━━━━━ RECORDS SHOWN ━━━━━

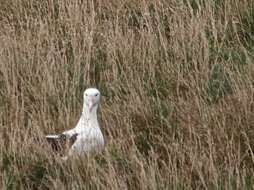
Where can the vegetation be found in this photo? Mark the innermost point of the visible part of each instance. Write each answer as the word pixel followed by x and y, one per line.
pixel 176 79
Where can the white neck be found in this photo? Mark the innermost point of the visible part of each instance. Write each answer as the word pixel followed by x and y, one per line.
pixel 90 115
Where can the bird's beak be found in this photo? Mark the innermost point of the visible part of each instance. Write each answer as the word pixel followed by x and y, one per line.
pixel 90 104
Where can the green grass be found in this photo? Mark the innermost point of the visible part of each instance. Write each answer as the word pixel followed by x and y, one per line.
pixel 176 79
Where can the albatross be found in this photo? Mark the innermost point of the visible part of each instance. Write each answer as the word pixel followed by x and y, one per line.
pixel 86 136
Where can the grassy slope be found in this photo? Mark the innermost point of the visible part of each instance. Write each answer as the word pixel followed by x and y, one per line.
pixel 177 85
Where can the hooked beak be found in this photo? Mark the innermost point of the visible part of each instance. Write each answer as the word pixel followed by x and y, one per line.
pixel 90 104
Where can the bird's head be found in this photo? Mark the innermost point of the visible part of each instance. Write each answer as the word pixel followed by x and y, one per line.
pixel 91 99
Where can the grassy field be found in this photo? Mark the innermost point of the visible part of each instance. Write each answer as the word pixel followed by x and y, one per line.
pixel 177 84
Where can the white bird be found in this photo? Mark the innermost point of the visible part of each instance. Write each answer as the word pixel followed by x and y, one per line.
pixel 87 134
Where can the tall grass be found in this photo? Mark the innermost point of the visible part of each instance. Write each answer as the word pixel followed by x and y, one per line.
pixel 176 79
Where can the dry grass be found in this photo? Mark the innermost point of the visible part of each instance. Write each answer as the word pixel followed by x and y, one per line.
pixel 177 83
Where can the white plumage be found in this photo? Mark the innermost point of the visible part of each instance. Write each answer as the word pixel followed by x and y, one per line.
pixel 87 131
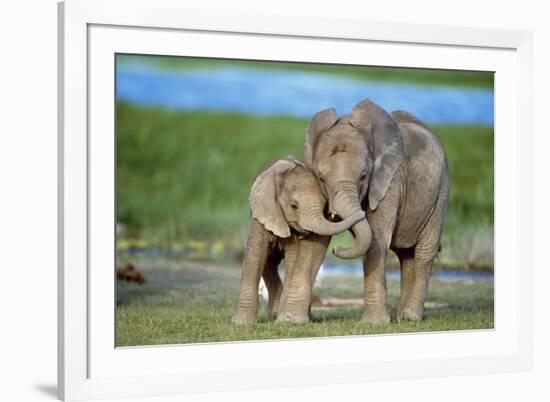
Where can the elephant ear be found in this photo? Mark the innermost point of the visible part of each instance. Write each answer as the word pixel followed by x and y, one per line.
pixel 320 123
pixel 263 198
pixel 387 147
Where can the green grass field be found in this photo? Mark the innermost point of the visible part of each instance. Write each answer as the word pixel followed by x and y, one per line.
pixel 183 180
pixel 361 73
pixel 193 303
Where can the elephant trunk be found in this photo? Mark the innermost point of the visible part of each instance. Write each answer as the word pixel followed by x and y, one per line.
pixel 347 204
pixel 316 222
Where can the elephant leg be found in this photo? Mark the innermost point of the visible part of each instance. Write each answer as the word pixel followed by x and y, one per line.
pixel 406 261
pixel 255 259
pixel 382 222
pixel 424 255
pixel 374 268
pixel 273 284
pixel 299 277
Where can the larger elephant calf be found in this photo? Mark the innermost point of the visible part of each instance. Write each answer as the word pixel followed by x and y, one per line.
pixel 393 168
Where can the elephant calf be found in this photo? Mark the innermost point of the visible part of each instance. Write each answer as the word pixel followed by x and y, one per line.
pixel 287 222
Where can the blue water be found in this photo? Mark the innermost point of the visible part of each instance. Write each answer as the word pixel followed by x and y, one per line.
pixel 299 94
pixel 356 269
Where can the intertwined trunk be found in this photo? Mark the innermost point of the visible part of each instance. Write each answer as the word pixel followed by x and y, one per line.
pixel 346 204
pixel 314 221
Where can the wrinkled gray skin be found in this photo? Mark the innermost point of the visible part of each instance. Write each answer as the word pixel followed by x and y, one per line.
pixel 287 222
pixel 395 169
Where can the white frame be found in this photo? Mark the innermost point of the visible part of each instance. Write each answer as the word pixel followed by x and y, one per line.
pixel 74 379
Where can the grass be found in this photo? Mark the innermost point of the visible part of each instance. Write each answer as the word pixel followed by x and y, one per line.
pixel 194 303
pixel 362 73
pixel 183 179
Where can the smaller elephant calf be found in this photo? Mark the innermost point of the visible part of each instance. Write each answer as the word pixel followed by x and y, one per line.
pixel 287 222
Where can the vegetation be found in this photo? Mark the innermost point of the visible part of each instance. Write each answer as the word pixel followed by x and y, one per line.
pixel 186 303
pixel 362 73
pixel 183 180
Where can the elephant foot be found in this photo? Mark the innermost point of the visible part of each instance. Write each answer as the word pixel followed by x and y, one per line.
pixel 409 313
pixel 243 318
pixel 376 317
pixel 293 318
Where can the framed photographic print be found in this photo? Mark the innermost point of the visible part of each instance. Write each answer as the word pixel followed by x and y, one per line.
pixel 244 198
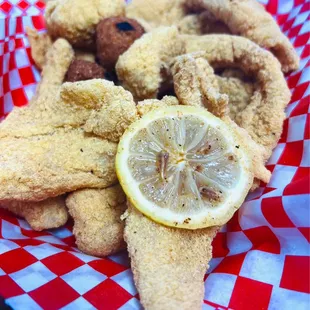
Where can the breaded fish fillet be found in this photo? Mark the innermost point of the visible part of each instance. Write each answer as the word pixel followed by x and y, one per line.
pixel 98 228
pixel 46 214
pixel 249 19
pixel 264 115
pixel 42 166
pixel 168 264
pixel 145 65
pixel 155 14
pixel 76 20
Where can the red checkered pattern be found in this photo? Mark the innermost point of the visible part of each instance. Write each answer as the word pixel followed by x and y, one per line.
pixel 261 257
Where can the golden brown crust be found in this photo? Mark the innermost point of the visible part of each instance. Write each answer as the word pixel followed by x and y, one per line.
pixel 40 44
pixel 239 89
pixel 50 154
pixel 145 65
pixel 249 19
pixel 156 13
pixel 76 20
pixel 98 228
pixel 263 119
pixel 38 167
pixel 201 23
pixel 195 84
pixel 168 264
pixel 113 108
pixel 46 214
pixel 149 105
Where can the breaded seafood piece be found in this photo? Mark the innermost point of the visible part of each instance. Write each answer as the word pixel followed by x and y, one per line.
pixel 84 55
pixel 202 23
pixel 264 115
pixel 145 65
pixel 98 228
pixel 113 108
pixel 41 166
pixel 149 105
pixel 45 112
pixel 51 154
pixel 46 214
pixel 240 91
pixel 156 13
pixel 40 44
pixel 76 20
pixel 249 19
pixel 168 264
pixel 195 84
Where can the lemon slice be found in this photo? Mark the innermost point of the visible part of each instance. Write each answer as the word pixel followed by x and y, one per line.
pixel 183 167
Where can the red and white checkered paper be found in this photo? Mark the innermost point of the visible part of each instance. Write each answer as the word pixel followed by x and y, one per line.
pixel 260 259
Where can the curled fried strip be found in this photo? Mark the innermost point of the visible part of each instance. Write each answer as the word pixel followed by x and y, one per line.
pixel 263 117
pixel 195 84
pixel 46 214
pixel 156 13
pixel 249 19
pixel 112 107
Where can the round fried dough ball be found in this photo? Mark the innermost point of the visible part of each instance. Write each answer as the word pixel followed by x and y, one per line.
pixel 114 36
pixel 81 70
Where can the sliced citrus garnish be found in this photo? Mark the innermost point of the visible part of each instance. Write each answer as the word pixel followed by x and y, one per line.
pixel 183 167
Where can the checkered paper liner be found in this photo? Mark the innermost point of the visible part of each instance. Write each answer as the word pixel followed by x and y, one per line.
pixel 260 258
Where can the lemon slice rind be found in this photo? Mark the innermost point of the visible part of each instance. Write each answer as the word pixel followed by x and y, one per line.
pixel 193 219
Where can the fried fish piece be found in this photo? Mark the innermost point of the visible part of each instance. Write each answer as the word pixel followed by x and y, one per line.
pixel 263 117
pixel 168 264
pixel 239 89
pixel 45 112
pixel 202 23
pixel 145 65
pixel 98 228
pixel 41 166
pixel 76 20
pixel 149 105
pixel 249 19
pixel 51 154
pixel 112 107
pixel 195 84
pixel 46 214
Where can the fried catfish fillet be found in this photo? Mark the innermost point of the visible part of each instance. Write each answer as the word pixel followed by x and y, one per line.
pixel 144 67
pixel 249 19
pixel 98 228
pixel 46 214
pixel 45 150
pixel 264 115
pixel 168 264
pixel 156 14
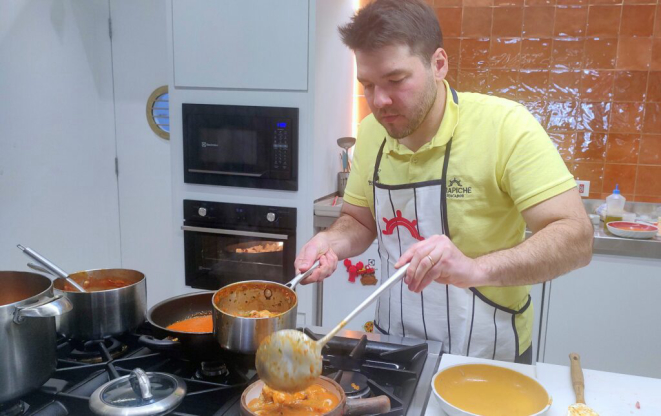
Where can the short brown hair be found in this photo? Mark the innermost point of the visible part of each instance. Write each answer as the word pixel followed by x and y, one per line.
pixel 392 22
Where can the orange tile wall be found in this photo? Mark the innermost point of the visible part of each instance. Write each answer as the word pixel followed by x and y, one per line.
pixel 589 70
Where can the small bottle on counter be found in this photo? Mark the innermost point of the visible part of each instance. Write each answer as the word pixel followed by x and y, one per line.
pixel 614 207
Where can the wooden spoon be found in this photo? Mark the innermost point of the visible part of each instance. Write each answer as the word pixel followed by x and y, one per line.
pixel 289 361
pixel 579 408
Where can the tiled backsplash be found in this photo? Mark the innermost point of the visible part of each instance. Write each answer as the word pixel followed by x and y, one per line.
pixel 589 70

━━━━━
━━━━━ RECORDS SHOWN ━━━━━

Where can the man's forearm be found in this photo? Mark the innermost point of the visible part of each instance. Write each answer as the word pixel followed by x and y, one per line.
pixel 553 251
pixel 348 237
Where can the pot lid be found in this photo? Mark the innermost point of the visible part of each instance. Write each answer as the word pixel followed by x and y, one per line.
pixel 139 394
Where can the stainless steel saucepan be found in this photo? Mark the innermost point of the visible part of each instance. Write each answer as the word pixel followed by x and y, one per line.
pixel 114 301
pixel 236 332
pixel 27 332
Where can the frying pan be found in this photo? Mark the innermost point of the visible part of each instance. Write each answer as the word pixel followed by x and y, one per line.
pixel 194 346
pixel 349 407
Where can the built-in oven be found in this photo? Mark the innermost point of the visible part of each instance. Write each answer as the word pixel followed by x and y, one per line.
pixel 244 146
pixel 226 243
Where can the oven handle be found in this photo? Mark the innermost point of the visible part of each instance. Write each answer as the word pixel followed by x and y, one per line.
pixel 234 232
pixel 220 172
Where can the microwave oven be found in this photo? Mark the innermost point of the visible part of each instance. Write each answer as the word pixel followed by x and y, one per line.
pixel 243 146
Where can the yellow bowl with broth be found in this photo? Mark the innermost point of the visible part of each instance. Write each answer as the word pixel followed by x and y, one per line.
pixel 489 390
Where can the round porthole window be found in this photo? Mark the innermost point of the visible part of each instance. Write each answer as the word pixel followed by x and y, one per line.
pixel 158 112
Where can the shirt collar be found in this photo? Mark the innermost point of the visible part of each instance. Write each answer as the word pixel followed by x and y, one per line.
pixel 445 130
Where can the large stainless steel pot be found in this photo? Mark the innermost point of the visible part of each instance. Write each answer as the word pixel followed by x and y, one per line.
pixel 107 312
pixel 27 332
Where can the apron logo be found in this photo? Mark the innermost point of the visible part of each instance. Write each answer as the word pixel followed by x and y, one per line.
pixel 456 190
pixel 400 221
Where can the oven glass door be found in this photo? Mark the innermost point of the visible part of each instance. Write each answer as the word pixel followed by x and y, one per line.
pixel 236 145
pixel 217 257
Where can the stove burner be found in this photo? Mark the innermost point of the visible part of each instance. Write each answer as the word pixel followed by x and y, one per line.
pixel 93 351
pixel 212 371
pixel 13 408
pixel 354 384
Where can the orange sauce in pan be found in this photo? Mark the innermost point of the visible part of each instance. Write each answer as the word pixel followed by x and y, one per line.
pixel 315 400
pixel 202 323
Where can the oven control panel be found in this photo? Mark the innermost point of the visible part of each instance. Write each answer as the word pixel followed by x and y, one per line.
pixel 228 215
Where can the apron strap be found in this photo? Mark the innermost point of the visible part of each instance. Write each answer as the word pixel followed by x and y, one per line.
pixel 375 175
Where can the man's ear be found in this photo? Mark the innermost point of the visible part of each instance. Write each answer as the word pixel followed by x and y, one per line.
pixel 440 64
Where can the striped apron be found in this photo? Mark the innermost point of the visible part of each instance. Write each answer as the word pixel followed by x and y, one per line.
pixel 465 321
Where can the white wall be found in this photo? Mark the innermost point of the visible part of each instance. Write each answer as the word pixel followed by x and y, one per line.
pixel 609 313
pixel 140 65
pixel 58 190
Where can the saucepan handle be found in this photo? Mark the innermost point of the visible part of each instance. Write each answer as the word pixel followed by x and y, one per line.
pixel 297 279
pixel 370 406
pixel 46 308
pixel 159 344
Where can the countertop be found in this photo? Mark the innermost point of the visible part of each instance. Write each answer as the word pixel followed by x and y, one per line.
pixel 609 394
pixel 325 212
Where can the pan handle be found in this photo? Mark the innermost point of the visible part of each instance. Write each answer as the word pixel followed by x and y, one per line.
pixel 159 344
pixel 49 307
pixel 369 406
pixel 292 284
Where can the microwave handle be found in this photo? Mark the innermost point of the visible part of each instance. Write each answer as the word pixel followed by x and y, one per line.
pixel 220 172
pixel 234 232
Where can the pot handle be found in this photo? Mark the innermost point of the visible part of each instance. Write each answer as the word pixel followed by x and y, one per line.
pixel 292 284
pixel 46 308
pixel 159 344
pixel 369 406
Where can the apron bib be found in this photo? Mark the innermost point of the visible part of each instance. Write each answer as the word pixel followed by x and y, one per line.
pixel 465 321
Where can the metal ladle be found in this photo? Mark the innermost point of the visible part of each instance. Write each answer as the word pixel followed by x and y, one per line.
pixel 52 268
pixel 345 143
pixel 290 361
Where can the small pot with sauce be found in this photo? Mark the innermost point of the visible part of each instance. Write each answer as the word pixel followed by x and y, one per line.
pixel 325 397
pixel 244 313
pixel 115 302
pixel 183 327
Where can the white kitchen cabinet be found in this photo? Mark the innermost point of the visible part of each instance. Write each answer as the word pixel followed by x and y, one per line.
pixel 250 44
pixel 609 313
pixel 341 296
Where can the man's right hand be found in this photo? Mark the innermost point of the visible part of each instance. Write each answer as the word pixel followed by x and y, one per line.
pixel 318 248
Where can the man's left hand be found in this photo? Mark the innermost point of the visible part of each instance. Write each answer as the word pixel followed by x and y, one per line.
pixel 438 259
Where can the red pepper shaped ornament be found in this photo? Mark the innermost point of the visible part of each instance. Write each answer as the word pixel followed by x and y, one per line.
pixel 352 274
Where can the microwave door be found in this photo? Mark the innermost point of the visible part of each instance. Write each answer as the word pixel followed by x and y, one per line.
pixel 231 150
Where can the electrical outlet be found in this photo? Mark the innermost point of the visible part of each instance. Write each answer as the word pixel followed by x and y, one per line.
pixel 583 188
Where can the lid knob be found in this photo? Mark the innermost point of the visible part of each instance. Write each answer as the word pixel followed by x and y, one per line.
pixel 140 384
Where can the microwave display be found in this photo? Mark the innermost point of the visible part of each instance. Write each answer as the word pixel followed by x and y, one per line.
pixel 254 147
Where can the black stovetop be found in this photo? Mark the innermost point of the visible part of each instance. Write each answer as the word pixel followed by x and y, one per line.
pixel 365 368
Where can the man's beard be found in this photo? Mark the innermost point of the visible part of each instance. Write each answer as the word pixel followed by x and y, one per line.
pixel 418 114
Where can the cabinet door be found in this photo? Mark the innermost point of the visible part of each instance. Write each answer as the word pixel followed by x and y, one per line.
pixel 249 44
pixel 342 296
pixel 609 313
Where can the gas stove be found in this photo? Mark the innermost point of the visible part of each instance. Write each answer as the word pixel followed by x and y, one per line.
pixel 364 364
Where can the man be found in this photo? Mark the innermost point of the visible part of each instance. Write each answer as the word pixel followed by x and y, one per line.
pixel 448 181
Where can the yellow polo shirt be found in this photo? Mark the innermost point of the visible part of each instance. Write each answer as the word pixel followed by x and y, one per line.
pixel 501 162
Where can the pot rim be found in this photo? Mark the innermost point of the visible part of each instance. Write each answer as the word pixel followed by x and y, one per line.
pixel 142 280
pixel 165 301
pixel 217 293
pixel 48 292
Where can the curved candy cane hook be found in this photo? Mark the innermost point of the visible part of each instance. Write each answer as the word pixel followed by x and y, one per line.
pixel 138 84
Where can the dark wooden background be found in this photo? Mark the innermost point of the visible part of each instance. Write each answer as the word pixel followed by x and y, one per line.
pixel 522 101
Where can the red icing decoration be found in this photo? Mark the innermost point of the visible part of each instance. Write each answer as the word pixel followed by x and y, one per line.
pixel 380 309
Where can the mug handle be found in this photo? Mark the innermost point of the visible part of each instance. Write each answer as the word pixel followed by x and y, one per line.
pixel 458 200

━━━━━

WHAT THE TASK ASKS -
Recast the lines as a numbered list, leaving out any blank ones. Begin at the line that has "Where can the sliced" and stop after the line that has "pixel 260 258".

SOLUTION TO THIS PROBLEM -
1. Where can the sliced citrus garnish be found in this photo? Mark the innermost point of the visible part of each instance. Write each answer as the word pixel followed by x and y, one per line.
2. pixel 183 167
3. Where can the checkered paper liner be found in this photo? Mark the innermost point of the visible part of each instance. Write each answer as the word pixel followed by x and y, one per line.
4. pixel 260 258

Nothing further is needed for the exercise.